Business Analysis - Chapter 1 Flashcards
High-performance companies follow what lean principles:
- Be Value Oriented
- Be Customer Centered
- Be Iterative
- Be Simplistic
- Don’t Be Afraid of Early Failure
- Optimize the Work Flow
Value Oriented
- At each project, focus on generating outcomes (value) rather than outputs (deliverables).
- Always prioritize product features; focus on “must-have” rather than “nice-to-have” ones.
- Eliminate the waste of low-priority features that are not essential for customers.
Customer Centered
- Be like the sun but not the moon; illuminate yourself with the light of your own customers instead of your competitors.
- Concentrate on being more responsive to the needs of your target customers instead of benchmarking yourself with your competitors.
- Be customer centric rather than product centric. Consider products not as an objective but as a tool to meet your customers’ needs.
- Develop products around your customers. Always listen closely to the “voice of your customers”. Set up and maintain a continuous customer feedback loop.
- Ask customers about their needs but not their proposed solutions.
Iterative
-Think bug, but start small.
-Be patient; remember that Rome was not built in a day.
-Move evolutionary rather than revolutionary:
*Use prototypes to gather early customer
feedback.
*At the initial iteration, release a core version
of the product including only high-priority
features.
*In following iterations, use customer
feedback from previous releases to refine
the product by adding, updating, and even
dropping features.
*Iterate until the product satisfies business
and customer needs.

→ **Given records**:
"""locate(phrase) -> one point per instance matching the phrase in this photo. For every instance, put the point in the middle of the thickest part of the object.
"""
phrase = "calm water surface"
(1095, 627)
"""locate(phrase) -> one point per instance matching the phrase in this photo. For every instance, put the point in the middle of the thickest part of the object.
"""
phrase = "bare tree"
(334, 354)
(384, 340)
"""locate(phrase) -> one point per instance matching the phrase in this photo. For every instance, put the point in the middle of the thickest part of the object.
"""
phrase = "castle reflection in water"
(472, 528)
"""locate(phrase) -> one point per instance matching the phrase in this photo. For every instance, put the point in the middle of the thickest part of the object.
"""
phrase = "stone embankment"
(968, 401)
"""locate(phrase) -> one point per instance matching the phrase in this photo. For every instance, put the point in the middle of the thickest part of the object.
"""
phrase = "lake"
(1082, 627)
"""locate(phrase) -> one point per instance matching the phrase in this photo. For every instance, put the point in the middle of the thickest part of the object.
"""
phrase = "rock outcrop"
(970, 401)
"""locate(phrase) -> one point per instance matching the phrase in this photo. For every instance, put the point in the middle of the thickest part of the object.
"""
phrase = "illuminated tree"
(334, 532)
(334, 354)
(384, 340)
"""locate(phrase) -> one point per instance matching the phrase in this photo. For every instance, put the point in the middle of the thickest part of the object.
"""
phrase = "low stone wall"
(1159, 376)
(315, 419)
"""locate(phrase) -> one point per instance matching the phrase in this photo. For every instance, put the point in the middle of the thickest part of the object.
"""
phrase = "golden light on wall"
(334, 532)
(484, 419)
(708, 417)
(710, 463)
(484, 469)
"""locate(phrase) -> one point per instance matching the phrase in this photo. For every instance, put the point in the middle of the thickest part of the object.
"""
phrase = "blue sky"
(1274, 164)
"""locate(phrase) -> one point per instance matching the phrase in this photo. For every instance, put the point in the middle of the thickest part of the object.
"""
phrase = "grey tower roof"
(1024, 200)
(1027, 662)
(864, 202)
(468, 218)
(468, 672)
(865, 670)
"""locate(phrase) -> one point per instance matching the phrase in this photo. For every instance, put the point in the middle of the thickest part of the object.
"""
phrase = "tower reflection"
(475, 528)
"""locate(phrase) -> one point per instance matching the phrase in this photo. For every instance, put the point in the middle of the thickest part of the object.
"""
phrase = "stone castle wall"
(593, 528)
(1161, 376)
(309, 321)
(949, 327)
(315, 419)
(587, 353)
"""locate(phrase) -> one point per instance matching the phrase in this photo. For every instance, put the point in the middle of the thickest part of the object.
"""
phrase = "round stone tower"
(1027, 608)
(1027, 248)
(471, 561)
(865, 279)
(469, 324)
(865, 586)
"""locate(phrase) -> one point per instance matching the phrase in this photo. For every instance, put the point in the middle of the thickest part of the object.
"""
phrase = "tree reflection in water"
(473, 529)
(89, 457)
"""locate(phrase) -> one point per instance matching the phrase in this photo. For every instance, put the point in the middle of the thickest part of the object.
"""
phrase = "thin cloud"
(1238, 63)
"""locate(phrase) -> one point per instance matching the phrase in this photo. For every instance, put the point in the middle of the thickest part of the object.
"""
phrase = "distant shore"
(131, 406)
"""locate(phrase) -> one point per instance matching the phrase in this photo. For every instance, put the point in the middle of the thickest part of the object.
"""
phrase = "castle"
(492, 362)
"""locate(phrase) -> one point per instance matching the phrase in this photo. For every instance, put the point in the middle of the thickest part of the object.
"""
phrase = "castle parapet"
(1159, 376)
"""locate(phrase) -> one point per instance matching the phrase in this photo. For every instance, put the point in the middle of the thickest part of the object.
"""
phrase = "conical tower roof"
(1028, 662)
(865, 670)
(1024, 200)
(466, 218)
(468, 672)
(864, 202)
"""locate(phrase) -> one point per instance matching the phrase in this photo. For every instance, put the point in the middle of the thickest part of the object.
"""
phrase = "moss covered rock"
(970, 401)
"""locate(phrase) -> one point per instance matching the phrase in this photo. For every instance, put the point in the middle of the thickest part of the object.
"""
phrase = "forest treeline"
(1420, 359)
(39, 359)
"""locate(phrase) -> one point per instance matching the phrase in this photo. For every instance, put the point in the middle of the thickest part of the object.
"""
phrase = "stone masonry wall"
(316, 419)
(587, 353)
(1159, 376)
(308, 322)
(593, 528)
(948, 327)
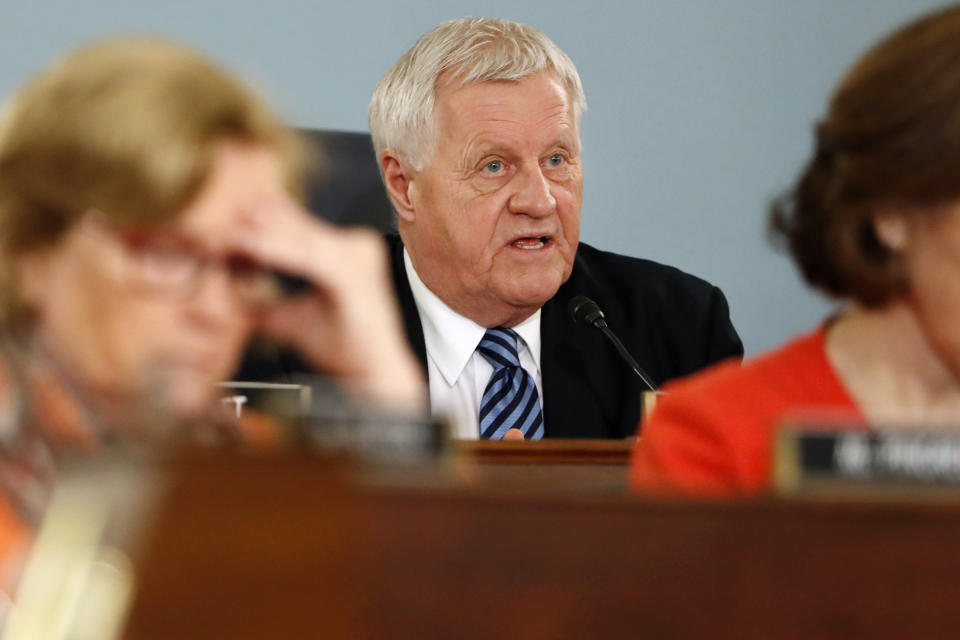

→ **Actions to take**:
1. Do these statements agree with the lean principles flashcards? Answer yes or no for each, and quote the deciding words. (a) Customers should be asked about their proposed solutions. (b) Products should be treated as an objective in themselves. (c) Each project should focus on outcomes rather than outputs.
2. Pick up the lean principles flashcards after their last line and keep writing.
The lines are not needed for anything here.

→ **Answer list**:
1.
(a) No: "Ask customers about their needs but not their proposed solutions."
(b) No: "Consider products not as an objective but as a tool to meet your customers’ needs."
(c) Yes: "focus on generating outcomes (value) rather than outputs (deliverables)."

2.
Simplistic
- Remember that less is much more. Do not complicate it.
- Focus on “just enough” and what is really necessary to satisfy customer needs.
- Appreciate downsizing the product by removing nonessential features, rather than upsizing it with bells and whistles.
- In determining product features, think as if you are decorating a small house. Don’t make your users feel claustrophobic as if they’re in a small, crowded space with a lot of furniture.
Don’t Be Afraid of Early Failure
- Remember the famous quotation from American scientist and author Dr. James Jay Horning: “Good judgement comes from experience. Experience comes from bad judgement.”
- Be adaptive, learn early from failures in initial iterations, and use this experience for later ones.
- Focus on kaizen, which means continuous improvement, by using lessons learned at previous iterations.
Optimize the Work Flow
-Act “just in time”. Requirements analysis and design artifacts represent WIP (work in process) inventories in development lifecycle.
Create them at the right time and with sufficient detail to prevent WIP level waste.